_FRAGMENTO DE LECTURA_:
-*-*-

El hombre de pie
Thriller en plena Guerra Fría, es un filme humanista, pero también innecesariamente maniqueo.
Cuando muchos directores afamados y afianzados en sus carreras, se repiten, Steven Spielberg cambia. Podría quedarse en el cine de aventuras, acción con suspenso, que es el que mejor sabe manejar y con el que más se divierte -él y la platea-, pero el director de Tiburón pegó un volantazo hace décadas con El color púrpura, y desde allí, sigue filmando como pocos –bien- y cambiando la manera de hacerlo.
Si Lincoln, su anterior filme, era extrañamente muy dialogado para lo que suele dirigir el realizador de 68 años, con Puente de espías vuelve a mirar la época de oro del cine hollywoodense -como con Caballo de guerra- con un personaje en el que Tom Hanks se siente a sus anchas y recuerda, cómo no, al James Stewart con que tanto se lo supo comparar.
Pero también Spielberg cambia la manera de relatar.
La primera escena toma a un hombre sentado, de espaldas. No le vemos el rostro, de frente, sino que lo conocemos por su reflejo en un espejo y porque está pintando un autorretrato. Como avisándonos que nadie tiene una sola cara -por más que se trate de Rudolph Abel, un espía- y que la multiplicidad de miradas también tendrá que ver con descubrir quién es este personaje.
Y no es el único. Porque el abogado de seguros Donovan (Hanks), al que le encargan defender en un juicio al espía ruso que pintaba en el comienzo, también jugará a más de una punta. El Gobierno elige a Donovan para que se sienta al lado del ruso en lo que debe aparentar un juicio correcto. Corre 1957, es la Guerra Fría, y el pueblo -al que Spielberg maniqueo muestra en un tren leyendo el diario- desearía que lo ahorcaran, por traidor.
Pero Donovan, que advierte que el juicio es una pantomima, que puede apelar la sentencia por muchísimas irregularidades cuando aprehendieron a Abel, terminará en una función más importante. Cuando Francis Gary Powers, un piloto estadounidense, que espiaba y fotografiaba desde el aire a los rusos, cae en poder de los soviéticos, Donovan será enviado a negociar el intercambio de prisioneros.

-*-*-

_ACTIVIDADES_:
[1] Responde a partir de la reseña:
(a) ¿En qué año transcurre la acción del filme?
(b) ¿Con qué actor se ha comparado a Tom Hanks?
(c) ¿Cómo se llama el piloto estadounidense que cae en poder de los soviéticos?
[2] Copia de la reseña el tramo que va desde "Cuando muchos directores" hasta "lo supo comparar.", pero cambia "Tom Hanks" por "el actor".

_REGISTROS DE DATOS_:
-*-*-

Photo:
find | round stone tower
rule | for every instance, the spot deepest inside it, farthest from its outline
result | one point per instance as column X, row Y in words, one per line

-*-*-

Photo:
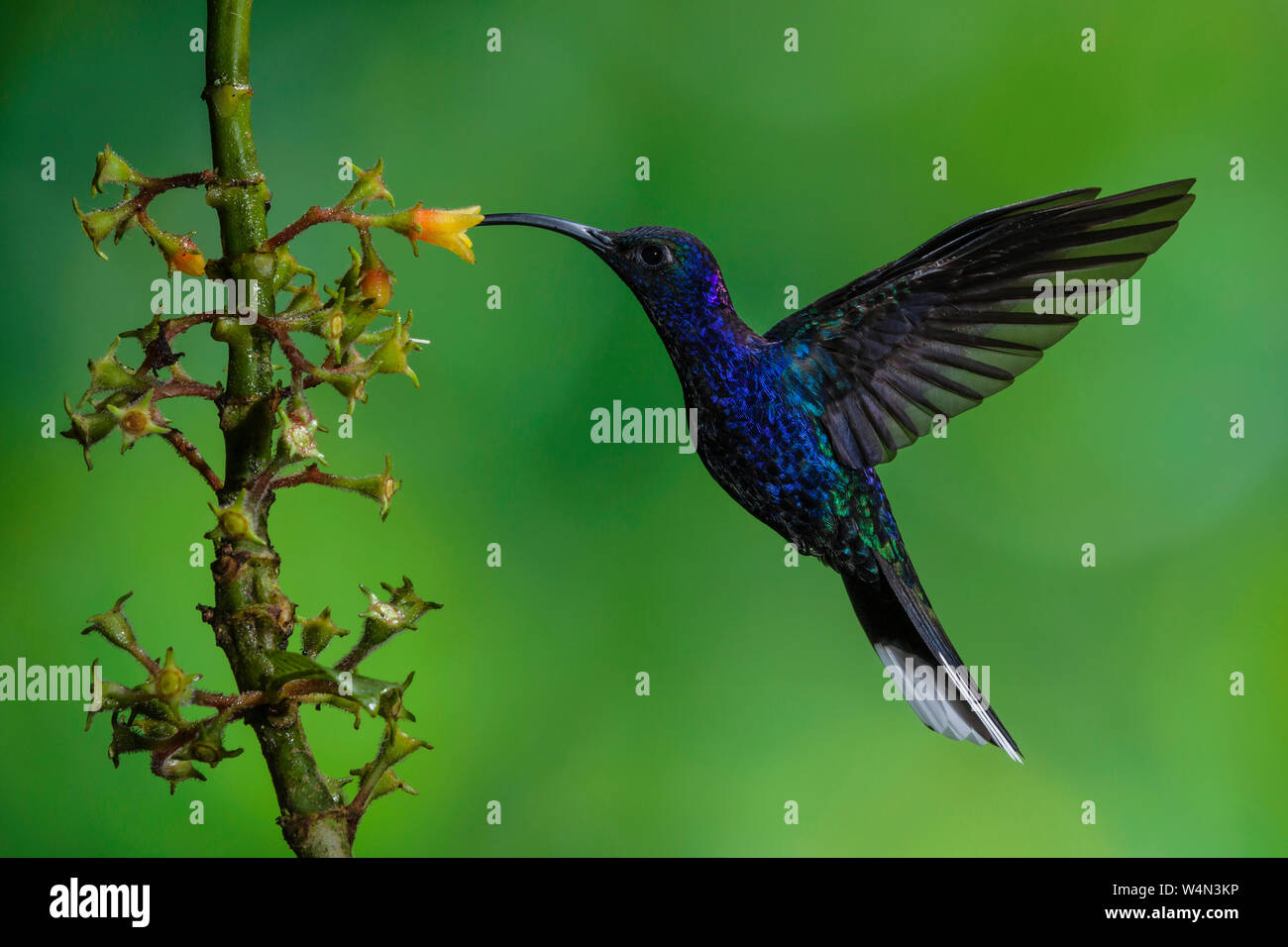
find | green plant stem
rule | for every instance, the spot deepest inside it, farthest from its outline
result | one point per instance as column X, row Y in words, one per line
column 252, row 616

-*-*-

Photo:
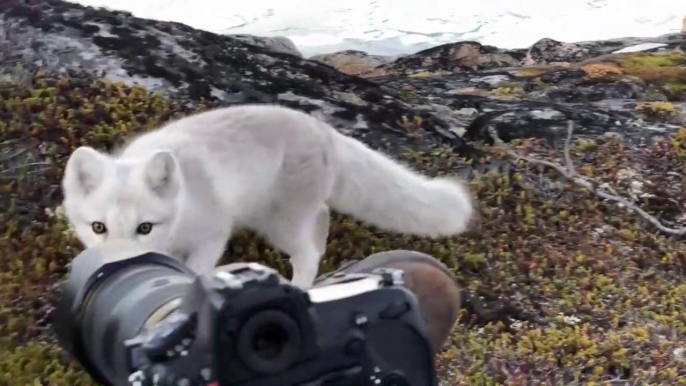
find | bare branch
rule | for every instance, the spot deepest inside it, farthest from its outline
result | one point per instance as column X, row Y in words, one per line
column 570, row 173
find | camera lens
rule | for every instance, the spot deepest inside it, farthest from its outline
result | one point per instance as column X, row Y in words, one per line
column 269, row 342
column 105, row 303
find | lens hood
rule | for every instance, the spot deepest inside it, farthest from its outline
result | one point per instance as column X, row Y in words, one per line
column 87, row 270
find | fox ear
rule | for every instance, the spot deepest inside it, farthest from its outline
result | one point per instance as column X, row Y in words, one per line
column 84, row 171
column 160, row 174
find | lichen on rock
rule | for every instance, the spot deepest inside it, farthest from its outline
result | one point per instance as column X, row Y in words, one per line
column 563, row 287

-*-*-

_SOLUCIONES POR ACTIVIDAD_:
[1]
(a) En 1957.
(b) Con James Stewart.
(c) Francis Gary Powers.

[2]
Cuando muchos directores afamados y afianzados en sus carreras, se repiten, Steven Spielberg cambia. Podría quedarse en el cine de aventuras, acción con suspenso, que es el que mejor sabe manejar y con el que más se divierte -él y la platea-, pero el director de Tiburón pegó un volantazo hace décadas con El color púrpura, y desde allí, sigue filmando como pocos –bien- y cambiando la manera de hacerlo.
Si Lincoln, su anterior filme, era extrañamente muy dialogado para lo que suele dirigir el realizador de 68 años, con Puente de espías vuelve a mirar la época de oro del cine hollywoodense -como con Caballo de guerra- con un personaje en el que el actor se siente a sus anchas y recuerda, cómo no, al James Stewart con que tanto se lo supo comparar.